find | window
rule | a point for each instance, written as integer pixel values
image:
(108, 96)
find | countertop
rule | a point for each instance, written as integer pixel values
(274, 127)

┄┄┄┄┄┄

▶ **Task to carry out**: Rewrite all the records above with "instance" replaced by "occurrence" wherever it occurs, keeping everything else the same.

▶ **Solution to the problem**:
find | window
rule | a point for each occurrence, written as integer pixel values
image:
(108, 96)
find | countertop
rule | a point for each occurrence, written as integer pixel values
(274, 127)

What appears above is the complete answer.